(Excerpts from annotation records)
-.-.-
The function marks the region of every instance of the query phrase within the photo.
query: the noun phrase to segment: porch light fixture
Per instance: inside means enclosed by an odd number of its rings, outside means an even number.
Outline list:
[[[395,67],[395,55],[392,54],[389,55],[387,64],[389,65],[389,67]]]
-.-.-
■ STATED TASK:
Could you write out all of the lines above, word for word?

■ WRITTEN RESPONSE:
The function marks the region of every instance of the query phrase within the photo.
query: the noun phrase to segment: porch light fixture
Per instance: inside means enclosed by an odd number of its rings, outside means an even number.
Outline list:
[[[395,67],[395,55],[392,54],[389,55],[387,64],[389,65],[389,67]]]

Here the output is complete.